**Work to complete**.
a: Give back, word for word, everything in the forum thread about hipsters from "off topic but" down to "starting the revolution.".
b: Carry the forum thread about hipsters further, starting right after its last post.

I keep reading this as 'Spitting Food Badgers'.

Just saying.


----------



## quimcunx (Jun 27, 2012)

boohoo said:


> On this thread we will mostly be sounding like our parents.


 
 

YOU'RE NOT GOING OUT IN _THAT!  _

Come to urban75.  It's like visiting the 'rents but without the home cooked dinners and free laundry service.


----------



## Monkeygrinder's Organ (Jun 27, 2012)

boohoo said:


> On this thread we will mostly be sounding like our parents.


 
My parents are a bit more tolerant tbh.

I can see how they're annoying, but a lot of the hipster rage does sound a bit like 'why aren't these kids dressing like me/listening to the same music as me (some of them don't even like the Clash!)/doing the same things.'


----------



## editor (Jun 27, 2012)

killer b said:


> how would you describe them?


Who? Someone blogging about food?

Why, a 'food blogger' of course!


----------



## editor (Jun 27, 2012)

Monkeygrinder's Organ said:


> My parents are a bit more tolerant tbh.
> 
> I can see how they're annoying, but a lot of the hipster rage does sound a bit like 'why aren't these kids dressing like me/listening to the same music as me (some of them don't even like the Clash!)/doing the same things.'


I rather like seeing daft youth street fashion.

The bit I find so disappointing and depressing about much of the hipster scene is that it's just about completely devoid of any kind of politics or anger and it's a complete, total, deeply unoriginal, shameless rip off of the US Williamsburg hipster scene, down to the last self-obsessed detail.

I find it all all deeply conservative, deeply middle class and deeply dull.


----------



## Kanda (Jun 27, 2012)

boohoo said:


> On this thread we will mostly be sounding like pretentious wankers



Fixed.


----------



## fortyplus (Jun 27, 2012)

editor said:


> that it's just about completely devoid of any kind of politics or anger
> 
> I find it all all deeply conservative, deeply middle class and deeply dull.


this, completely


off topic but I cannot fucking believe how there is so little anger at the crap and corruption all around us, barclays casually rigging the markets, branson stealing the nhs from under our noses etc etc
(pls xcuse lack of caps, left hand injured and out of action for a while, brain a bit tramadolled)
revolutions are started by the bourgeoisie and the intellectuals
we need one now
so come on you brixvill hipsters stop wanking over your reflection in your ipad screens, fulfil your historic role and join the masses march...


----------



## Monkeygrinder's Organ (Jun 27, 2012)

What masses march? They're hardly unusual in being not very politically motivated are they - I'm not sure a pair of stupid trousers come with a responsibility to be the one starting the revolution.

**Listed entries**.
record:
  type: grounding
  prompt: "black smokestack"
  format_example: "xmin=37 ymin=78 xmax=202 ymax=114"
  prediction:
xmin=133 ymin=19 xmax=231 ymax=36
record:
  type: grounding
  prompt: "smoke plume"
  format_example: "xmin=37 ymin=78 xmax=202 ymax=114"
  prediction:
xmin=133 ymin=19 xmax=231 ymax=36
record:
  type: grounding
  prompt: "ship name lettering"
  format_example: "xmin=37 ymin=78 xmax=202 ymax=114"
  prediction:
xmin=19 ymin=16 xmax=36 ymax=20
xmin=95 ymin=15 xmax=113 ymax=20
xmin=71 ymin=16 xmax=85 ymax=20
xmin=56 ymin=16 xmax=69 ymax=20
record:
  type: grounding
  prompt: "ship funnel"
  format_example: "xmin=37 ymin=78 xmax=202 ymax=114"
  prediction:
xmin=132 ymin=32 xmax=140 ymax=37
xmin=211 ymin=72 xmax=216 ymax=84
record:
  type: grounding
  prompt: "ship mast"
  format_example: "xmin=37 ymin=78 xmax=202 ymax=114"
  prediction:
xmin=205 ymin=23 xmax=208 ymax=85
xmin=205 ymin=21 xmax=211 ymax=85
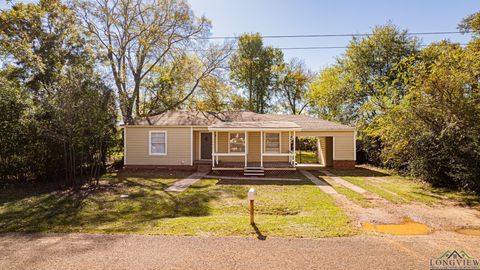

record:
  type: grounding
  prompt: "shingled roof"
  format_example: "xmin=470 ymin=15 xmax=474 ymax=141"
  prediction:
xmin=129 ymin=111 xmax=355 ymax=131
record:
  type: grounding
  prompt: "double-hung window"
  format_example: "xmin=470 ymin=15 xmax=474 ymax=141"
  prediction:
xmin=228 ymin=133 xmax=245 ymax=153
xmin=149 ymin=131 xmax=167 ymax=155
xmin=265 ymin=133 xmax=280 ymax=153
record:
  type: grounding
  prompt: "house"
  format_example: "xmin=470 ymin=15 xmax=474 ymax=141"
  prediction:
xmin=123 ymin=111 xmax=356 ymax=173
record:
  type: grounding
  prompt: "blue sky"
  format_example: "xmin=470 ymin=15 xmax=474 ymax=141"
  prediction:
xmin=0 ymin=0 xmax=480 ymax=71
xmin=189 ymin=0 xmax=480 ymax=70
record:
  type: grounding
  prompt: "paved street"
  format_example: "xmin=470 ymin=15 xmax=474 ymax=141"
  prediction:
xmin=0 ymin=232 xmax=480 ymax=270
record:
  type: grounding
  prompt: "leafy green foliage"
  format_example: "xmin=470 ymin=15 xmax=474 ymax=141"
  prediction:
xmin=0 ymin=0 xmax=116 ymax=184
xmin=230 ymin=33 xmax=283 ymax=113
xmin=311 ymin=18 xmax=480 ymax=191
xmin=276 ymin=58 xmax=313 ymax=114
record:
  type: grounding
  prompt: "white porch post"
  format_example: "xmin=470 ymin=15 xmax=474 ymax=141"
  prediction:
---
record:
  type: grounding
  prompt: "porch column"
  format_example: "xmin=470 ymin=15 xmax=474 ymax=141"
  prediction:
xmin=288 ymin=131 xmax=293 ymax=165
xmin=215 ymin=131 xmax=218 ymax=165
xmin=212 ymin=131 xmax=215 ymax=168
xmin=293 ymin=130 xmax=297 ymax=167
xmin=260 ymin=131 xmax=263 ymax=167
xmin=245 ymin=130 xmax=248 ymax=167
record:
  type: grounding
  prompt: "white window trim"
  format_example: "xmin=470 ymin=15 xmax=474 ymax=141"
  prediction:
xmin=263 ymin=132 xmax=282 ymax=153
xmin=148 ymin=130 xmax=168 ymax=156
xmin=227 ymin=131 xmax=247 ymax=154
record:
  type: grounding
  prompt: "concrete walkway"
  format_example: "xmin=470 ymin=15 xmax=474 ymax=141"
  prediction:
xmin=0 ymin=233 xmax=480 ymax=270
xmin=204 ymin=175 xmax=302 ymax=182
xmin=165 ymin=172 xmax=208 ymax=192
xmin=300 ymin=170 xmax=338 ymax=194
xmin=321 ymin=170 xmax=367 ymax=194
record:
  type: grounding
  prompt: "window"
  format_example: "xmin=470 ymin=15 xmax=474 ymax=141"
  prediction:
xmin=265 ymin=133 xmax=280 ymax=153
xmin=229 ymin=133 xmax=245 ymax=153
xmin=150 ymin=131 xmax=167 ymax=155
--
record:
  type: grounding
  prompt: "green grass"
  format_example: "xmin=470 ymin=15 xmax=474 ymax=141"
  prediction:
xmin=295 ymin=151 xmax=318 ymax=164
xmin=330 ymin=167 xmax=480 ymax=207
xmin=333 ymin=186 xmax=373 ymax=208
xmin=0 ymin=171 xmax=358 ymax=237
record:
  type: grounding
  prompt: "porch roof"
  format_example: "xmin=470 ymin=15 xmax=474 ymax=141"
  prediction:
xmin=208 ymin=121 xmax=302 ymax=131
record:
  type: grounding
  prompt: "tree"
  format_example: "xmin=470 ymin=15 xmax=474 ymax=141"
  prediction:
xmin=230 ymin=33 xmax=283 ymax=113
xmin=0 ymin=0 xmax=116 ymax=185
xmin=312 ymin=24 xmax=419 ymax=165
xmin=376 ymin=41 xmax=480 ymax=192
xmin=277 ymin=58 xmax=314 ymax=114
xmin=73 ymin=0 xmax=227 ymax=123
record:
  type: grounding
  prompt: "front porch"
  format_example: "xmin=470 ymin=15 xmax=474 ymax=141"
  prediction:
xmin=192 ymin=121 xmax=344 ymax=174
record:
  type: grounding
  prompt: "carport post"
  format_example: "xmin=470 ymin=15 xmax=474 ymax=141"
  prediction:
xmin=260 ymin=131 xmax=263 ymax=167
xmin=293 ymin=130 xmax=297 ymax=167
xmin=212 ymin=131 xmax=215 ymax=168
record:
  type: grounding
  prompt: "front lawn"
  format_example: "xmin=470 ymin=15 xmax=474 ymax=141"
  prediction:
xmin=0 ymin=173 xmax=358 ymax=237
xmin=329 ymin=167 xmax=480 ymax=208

**Written responses**.
a:
off topic but I cannot fucking believe how there is so little anger at the crap and corruption all around us, barclays casually rigging the markets, branson stealing the nhs from under our noses etc etc
(pls xcuse lack of caps, left hand injured and out of action for a while, brain a bit tramadolled)
revolutions are started by the bourgeoisie and the intellectuals
we need one now
so come on you brixvill hipsters stop wanking over your reflection in your ipad screens, fulfil your historic role and join the masses march...


----------



## Monkeygrinder's Organ (Jun 27, 2012)

What masses march? They're hardly unusual in being not very politically motivated are they - I'm not sure a pair of stupid trousers come with a responsibility to be the one starting the revolution.

b:
----------



## Winot (Jun 27, 2012)

Monkeygrinder's Organ said:


> I'm not sure a pair of stupid trousers come with a responsibility to be the one starting the revolution.


 
What about those philanthropists eh?


----------



## killer b (Jun 27, 2012)

it's expecting a bit too much of youth culture to be political. it very rarely is ime. it's more about getting fucked, getting laid, dressing up & listening to awesome tunes. and being hated by the older generation, who think they're decadent scum. plus la change.


----------



## editor (Jun 28, 2012)

killer b said:


> it's expecting a bit too much of youth culture to be political. it very rarely is ime. it's more about getting fucked, getting laid, dressing up & listening to awesome tunes. and being hated by the older generation, who think they're decadent scum. plus la change.


But when it comes to hipsters, they're not even particularly hated by the older generation on account of them sharing most of their values.


----------



## Orang Utan (Jun 28, 2012)

it seems they are


----------



## killer b (Jun 28, 2012)

You're such a joker ed.


----------



## Badgers (Jun 28, 2012)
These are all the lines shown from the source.